◆ **Acción requerida 1**
Según el fragmento sobre la contaminación del aire, ¿qué cualidades deben tener los entornos en los que la libertad resignificada debería permitir vivir?
◆ **Acción requerida 2**
Prosigue el fragmento sobre la contaminación del aire a partir de su última oración.

◆ **Fragmento del documento**
-.-.-
Más de 30.000 muertes prematuras al año en España están relacionadas con la contaminación del aire. Esta tragedia no ocupa titulares con la frecuencia que merece, pero sus víctimas están entre nosotros: niños y niñas con problemas respiratorios, personas mayores que no pueden salir a caminar, trabajadores atrapados horas en desplazamientos insalubres. Y, sin embargo, seguimos atrapados en una lógica que prioriza la “libertad” de usar el coche frente al derecho colectivo a respirar aire limpio. Esa “libertad” —negativa, individualista, excluyente— está siendo exaltada a costa del bienestar colectivo. La libertad no puede seguir siendo el privilegio de contaminar sin consecuencias. Debe ser resignificada como la posibilidad de vivir en entornos seguros, accesibles, limpios y equitativos.
-.-.-
◆ **Material mostrado**
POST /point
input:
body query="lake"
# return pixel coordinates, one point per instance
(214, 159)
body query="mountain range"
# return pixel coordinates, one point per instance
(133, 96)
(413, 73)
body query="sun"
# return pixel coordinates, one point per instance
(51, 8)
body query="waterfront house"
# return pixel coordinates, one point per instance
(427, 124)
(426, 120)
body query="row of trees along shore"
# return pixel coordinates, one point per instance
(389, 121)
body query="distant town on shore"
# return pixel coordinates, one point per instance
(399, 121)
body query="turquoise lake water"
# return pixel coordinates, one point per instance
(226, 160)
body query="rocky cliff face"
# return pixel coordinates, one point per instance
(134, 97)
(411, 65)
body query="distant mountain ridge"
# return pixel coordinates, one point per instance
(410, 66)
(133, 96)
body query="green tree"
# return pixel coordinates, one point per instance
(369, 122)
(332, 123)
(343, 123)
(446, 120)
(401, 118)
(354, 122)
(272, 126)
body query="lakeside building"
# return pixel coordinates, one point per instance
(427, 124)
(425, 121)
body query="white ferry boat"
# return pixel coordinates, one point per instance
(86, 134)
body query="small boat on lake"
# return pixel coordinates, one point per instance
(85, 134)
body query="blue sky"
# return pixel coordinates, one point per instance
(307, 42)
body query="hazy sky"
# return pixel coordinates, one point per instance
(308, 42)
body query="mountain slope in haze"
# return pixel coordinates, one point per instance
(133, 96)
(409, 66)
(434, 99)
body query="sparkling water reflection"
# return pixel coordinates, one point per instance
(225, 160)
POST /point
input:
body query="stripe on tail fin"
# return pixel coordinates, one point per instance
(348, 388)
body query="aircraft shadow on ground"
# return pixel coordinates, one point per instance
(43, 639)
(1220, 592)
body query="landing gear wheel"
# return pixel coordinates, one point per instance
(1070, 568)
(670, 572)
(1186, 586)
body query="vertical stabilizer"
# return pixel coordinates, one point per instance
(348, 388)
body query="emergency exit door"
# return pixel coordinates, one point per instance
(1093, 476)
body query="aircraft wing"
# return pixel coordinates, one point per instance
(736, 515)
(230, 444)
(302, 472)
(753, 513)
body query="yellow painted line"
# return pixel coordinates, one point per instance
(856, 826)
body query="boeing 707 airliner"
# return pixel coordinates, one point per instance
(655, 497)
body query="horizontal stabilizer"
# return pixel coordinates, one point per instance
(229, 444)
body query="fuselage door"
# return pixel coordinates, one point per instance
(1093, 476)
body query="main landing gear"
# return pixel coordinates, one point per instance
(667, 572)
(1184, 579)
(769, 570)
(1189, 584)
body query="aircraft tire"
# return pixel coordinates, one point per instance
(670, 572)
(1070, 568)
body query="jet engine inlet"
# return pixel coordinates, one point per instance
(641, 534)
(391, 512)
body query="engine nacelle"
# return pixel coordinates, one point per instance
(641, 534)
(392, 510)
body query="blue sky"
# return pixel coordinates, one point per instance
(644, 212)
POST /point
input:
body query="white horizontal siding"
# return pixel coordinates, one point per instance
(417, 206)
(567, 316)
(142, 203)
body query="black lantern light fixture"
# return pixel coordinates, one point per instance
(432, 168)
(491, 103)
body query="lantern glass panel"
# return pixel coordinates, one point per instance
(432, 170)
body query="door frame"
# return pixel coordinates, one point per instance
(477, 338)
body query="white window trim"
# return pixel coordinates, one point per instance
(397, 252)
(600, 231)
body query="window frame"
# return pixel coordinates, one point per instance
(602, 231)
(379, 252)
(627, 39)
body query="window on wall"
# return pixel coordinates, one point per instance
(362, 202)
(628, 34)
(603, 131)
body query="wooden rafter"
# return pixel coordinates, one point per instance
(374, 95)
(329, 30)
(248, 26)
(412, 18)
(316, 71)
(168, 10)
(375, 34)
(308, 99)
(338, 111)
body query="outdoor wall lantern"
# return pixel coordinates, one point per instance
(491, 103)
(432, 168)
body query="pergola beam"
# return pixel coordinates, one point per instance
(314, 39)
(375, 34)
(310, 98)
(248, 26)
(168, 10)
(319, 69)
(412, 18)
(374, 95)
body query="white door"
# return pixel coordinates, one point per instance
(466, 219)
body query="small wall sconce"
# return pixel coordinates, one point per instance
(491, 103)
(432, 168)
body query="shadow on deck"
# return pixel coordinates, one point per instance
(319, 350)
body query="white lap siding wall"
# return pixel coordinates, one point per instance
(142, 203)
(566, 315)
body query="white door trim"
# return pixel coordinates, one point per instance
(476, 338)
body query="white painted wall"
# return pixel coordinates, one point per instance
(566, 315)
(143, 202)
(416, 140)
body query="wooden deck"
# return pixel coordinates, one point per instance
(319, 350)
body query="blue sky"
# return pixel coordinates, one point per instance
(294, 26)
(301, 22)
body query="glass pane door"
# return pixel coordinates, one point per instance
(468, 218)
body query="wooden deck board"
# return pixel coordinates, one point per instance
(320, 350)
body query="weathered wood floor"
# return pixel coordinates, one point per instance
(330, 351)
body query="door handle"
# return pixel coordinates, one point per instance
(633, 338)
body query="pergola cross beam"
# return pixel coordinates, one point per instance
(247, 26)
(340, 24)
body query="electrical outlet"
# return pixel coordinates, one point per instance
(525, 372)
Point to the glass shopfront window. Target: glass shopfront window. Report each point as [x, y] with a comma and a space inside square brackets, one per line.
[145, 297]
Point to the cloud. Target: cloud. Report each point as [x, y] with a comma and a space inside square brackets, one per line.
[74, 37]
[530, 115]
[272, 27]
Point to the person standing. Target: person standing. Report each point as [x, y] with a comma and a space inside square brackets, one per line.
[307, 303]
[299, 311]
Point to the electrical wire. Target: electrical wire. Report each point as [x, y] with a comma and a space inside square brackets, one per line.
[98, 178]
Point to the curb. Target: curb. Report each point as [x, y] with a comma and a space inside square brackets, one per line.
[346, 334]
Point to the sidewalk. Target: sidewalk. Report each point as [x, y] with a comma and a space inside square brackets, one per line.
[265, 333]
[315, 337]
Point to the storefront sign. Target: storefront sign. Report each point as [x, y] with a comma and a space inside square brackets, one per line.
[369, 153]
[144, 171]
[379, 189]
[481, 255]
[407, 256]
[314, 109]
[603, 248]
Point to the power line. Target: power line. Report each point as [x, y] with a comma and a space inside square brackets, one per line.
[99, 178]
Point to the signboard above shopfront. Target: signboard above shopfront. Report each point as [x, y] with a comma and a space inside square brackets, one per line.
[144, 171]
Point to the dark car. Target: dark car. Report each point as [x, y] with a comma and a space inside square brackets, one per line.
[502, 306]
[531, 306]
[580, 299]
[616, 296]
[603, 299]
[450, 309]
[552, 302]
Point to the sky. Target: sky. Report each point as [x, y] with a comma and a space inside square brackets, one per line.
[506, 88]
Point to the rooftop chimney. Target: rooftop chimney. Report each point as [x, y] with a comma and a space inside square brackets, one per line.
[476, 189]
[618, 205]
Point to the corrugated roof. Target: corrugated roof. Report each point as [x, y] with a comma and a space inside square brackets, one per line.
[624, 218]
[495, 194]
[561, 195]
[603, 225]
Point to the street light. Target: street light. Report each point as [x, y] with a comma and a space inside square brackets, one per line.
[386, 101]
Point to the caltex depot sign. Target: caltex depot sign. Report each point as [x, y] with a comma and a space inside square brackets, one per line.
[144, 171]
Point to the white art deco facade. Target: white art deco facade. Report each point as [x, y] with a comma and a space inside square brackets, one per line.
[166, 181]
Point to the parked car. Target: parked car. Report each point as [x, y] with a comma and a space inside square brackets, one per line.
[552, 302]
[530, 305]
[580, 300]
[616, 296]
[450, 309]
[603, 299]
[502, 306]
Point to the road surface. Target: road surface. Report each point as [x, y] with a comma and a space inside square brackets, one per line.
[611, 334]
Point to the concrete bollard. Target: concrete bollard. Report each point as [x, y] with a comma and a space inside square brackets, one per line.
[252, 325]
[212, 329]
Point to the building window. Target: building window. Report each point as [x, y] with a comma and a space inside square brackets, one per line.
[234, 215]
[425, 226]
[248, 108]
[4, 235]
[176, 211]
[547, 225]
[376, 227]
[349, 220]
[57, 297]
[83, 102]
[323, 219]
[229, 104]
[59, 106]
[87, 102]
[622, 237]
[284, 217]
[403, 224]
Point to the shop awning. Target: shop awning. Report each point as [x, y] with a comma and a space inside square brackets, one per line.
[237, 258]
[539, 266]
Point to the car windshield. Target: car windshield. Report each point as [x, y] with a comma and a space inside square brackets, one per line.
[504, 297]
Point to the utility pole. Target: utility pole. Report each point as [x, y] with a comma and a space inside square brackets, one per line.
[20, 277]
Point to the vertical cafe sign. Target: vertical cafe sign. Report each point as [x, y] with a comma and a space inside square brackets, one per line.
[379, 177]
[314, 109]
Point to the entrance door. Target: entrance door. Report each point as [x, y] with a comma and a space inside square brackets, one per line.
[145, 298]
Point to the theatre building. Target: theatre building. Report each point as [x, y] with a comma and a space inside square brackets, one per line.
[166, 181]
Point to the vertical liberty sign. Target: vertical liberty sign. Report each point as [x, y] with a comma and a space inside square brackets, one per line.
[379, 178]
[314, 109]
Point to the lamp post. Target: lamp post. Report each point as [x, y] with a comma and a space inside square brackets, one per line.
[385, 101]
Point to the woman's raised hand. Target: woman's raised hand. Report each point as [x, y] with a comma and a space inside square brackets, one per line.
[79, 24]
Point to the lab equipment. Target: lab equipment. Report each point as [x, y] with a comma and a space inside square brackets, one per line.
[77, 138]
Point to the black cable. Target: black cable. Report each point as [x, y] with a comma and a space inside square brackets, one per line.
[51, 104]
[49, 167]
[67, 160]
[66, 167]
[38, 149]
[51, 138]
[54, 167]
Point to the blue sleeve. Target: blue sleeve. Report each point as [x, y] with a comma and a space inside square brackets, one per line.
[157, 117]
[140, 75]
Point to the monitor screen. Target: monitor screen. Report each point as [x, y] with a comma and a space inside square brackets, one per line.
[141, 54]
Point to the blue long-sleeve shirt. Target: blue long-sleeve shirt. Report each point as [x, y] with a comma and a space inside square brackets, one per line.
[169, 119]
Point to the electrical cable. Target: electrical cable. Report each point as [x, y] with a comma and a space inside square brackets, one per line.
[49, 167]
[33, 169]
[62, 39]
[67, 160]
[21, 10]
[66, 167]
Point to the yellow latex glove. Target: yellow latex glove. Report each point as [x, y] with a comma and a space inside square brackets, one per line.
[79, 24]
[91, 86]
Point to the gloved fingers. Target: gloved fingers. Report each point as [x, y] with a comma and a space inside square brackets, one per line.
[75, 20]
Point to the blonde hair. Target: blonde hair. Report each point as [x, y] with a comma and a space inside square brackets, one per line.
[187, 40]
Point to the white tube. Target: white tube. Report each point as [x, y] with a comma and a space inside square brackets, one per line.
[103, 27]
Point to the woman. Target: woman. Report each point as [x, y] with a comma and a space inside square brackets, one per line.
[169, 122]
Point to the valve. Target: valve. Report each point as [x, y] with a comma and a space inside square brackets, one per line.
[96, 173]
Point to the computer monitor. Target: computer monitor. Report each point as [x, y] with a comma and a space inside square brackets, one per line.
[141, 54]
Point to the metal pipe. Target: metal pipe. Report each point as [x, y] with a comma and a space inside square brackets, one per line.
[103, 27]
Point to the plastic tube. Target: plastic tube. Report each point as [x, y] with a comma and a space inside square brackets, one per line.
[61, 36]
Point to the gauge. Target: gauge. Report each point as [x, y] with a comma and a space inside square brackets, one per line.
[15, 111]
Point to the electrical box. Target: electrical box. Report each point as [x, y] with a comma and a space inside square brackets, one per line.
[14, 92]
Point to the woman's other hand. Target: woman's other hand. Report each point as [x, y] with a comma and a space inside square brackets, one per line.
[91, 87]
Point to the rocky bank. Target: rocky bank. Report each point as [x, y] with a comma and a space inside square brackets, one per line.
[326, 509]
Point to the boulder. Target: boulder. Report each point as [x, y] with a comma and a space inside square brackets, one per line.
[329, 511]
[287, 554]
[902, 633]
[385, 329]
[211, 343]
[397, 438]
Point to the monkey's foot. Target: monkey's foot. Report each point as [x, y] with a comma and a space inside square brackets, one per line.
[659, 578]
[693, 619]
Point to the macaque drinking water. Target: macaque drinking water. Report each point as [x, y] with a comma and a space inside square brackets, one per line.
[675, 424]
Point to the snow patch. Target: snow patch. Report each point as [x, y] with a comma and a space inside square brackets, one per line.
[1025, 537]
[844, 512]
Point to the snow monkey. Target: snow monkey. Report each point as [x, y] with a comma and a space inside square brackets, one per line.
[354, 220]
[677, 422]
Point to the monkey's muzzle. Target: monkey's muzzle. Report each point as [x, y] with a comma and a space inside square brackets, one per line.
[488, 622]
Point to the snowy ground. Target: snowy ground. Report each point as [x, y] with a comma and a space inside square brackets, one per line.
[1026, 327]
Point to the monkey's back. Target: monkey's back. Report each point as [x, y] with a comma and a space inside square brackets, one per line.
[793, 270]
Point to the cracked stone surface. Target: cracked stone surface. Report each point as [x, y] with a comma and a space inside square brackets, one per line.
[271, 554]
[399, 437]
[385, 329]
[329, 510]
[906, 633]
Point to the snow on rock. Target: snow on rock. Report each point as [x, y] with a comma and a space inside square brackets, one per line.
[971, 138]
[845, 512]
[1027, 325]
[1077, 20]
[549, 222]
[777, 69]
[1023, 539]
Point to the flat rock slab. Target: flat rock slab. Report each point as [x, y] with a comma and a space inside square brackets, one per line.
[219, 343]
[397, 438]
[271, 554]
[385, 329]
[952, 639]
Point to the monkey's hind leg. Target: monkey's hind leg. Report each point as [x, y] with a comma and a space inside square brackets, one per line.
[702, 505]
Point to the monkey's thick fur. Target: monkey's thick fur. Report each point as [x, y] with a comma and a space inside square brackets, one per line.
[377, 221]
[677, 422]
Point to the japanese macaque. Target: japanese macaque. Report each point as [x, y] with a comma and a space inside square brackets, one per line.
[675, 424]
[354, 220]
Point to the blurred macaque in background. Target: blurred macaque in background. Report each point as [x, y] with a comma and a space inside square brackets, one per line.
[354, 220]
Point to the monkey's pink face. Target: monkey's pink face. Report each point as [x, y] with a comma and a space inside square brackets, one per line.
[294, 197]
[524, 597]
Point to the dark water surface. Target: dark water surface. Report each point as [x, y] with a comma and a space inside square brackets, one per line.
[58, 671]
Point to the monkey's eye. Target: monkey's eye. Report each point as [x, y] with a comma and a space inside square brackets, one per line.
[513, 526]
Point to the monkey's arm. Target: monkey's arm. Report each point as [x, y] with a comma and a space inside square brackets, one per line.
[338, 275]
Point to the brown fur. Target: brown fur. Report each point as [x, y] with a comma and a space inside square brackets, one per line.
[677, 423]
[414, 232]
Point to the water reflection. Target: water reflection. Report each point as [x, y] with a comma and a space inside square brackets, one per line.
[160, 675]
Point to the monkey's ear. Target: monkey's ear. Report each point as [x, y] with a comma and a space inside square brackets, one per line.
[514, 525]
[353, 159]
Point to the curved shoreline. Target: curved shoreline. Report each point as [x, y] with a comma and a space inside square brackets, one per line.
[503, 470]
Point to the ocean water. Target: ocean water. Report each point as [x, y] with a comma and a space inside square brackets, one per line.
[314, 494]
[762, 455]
-.-.-
◆ **Espacio de respuesta 1**
Seguros, accesibles, limpios y equitativos.

◆ **Espacio de respuesta 2**
El cambio de narrativa que propone la investigación realizada por Konekta Comunicación, no se basa en imposiciones, sino en la construcción de sentido común. Propone hablar de escuelas libres de tráfico, de ciudades saludables y de igualdad de acceso a la movilidad. Se trata de devolverle contenido a conceptos vaciados: que seguridad signifique que nuestros hijos e hijas no respiren partículas contaminantes que ni vemos ni olemos ni podemos palpar, que las personas mayores puedan caminar sin miedo a ser atropelladas, que quienes viven en barrios periféricos no tarden el doble en llegar al hospital o al trabajo.

Es cierto que políticas como las Zonas de Bajas Emisiones (ZBE) han sido percibidas como punitivas o elitistas. Y ese es un llamado de atención legítimo: la sostenibilidad no puede imponerse desde arriba sin tener en cuenta la desigualdad. Pero el error no está en la política ambiental en sí, sino en la falta de una narrativa que la haga comprensible, cercana y justa. Lo que falta es pedagogía, participación y voluntad de traducir los beneficios comunes de manera tangible y cotidiana.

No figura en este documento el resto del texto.